Exercise description: Your reply should consist solely of the lines from the one containing "of the tree" through the end of the data, restated word for word.

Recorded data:
==*==
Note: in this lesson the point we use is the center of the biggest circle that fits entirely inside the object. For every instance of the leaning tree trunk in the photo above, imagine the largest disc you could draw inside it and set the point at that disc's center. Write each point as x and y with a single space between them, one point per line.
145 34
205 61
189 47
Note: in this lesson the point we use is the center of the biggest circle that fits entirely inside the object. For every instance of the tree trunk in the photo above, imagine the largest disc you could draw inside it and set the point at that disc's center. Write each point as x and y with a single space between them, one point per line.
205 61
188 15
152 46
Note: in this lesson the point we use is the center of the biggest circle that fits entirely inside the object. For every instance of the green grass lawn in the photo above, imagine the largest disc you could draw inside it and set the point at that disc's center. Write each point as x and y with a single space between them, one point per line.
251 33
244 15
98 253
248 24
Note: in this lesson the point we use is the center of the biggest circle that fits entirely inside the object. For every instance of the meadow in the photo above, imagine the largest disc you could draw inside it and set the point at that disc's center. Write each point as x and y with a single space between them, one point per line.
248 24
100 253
==*==
Reply:
Note: in this lesson the point we use is the center of the biggest circle that fits entirely inside the object. For every instance of the tree trunk in the photo above, imagine the largest disc you could draw inside it and set the point at that disc's center. Write each point as x and y with a single space between them, one point per line.
205 61
188 15
152 46
Note: in this lesson the point we use is the center of the biggest circle that fits entirely inside the object. For every instance of the green grass lawn in the photo above, imagine the largest disc you could draw inside it and set the point at that disc's center. Write each point as x and y with a single space between them, one point per line.
251 33
244 15
98 253
248 24
Note: in this lesson the point we use is the center of the biggest circle that fits entirely inside the object. For every instance of the meadow in the photo above, imagine the largest disc you could draw inside it and set the point at that disc's center. Write each point as x and y with a single space between them, one point per line.
248 24
100 253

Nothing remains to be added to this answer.